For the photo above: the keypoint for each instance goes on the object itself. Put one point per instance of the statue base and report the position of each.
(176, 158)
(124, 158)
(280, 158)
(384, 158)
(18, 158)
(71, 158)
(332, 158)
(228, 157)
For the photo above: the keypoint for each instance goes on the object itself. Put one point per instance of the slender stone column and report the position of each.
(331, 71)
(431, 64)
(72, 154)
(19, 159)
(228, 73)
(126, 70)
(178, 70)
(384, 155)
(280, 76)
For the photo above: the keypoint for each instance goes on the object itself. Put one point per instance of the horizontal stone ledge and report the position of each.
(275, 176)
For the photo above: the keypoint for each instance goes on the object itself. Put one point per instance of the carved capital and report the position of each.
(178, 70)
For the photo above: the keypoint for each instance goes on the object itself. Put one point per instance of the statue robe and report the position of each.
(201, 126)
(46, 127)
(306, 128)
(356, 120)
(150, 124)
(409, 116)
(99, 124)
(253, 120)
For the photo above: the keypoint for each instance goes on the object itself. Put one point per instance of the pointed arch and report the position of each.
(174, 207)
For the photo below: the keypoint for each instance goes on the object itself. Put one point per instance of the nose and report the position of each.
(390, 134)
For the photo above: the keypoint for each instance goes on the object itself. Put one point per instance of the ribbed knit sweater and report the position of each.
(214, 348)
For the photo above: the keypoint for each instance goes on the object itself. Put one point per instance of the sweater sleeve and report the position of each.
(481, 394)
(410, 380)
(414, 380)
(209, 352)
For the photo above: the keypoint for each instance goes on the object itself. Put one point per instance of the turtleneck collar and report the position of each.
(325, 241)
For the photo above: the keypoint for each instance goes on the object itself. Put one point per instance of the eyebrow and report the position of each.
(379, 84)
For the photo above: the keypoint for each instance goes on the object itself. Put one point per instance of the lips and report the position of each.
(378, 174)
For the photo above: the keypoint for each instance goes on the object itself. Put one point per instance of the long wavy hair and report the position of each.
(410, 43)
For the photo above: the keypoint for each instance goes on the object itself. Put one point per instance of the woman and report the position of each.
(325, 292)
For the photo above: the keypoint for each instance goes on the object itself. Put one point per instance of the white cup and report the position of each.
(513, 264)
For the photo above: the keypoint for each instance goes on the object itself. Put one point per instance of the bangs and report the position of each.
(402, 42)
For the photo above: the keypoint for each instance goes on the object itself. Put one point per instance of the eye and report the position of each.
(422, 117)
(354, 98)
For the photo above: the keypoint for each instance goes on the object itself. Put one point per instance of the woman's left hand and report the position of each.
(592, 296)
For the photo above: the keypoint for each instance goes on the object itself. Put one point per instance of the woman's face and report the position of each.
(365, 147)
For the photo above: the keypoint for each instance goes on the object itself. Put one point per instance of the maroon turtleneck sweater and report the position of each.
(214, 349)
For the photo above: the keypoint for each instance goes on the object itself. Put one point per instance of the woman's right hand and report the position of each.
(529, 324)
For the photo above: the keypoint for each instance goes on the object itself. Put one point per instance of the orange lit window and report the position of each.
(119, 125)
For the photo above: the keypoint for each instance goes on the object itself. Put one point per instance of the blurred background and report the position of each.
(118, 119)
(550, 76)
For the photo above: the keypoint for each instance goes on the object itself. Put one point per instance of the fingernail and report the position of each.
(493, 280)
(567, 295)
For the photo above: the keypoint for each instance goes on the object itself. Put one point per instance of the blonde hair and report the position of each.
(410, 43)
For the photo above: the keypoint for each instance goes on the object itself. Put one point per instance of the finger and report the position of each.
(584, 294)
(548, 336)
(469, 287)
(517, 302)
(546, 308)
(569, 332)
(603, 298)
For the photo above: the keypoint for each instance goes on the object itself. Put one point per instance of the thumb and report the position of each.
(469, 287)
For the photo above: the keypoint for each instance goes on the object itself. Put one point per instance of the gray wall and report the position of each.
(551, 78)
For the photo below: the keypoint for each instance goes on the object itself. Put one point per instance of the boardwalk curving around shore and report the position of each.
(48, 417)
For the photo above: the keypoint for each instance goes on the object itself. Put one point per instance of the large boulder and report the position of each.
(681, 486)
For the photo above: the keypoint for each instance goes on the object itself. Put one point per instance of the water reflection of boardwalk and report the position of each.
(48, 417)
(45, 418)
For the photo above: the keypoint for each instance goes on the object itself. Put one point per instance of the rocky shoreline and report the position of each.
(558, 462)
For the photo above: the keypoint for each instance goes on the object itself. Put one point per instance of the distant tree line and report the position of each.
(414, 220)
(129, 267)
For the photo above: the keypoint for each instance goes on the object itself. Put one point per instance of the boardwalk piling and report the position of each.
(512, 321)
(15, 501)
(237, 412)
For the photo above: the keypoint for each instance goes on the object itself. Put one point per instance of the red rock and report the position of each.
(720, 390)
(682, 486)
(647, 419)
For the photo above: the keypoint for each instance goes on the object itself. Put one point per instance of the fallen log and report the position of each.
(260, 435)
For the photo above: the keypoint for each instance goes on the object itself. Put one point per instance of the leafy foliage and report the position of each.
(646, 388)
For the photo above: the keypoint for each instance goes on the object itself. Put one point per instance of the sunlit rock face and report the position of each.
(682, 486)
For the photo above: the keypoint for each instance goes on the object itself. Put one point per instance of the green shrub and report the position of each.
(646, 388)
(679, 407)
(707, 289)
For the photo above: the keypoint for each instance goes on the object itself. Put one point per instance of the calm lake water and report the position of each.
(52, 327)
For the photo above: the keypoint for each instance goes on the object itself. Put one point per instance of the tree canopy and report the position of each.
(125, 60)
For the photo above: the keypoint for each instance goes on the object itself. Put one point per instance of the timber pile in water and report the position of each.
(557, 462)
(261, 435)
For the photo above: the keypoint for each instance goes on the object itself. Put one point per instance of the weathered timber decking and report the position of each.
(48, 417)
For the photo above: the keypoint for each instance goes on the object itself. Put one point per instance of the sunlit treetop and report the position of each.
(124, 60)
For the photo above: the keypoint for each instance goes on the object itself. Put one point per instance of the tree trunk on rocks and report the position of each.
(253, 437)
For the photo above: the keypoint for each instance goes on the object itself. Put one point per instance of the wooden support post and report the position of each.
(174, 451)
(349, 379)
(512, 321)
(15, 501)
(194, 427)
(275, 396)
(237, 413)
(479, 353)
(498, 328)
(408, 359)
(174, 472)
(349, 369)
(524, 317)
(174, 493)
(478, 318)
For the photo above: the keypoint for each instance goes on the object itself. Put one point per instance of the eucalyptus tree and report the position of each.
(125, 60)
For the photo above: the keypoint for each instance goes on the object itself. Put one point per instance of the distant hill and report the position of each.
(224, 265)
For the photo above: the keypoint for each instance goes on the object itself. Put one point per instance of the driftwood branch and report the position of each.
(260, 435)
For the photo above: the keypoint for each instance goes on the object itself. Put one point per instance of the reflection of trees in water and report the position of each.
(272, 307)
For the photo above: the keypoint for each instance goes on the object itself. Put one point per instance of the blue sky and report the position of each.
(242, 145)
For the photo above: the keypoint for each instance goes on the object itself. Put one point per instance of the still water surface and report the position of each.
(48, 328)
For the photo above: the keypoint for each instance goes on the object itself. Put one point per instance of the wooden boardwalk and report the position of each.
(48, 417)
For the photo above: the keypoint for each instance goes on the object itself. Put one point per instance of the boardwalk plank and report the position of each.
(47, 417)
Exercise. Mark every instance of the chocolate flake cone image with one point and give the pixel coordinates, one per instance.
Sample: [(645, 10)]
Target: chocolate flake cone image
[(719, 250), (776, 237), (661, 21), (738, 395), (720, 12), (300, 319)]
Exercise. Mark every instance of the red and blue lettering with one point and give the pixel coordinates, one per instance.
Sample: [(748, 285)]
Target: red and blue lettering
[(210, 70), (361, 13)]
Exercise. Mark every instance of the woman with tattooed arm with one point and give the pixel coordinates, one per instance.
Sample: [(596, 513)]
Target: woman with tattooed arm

- - -

AIM => Could you reproduce, word for word, the stretch of records from the line containing "Exercise. Mark every instance of the red" through the last line of the records?

EXERCISE RESULT =>
Exercise. Mark every instance of the red and blue lettering with one point and give the pixel coordinates, one per instance.
Sample: [(748, 285)]
Target: red and blue lettering
[(210, 70), (361, 13)]
Exercise. Mark every instance of the woman with tattooed arm with one point and give the pixel coordinates, one per instance.
Sample: [(596, 513)]
Target: woman with tattooed arm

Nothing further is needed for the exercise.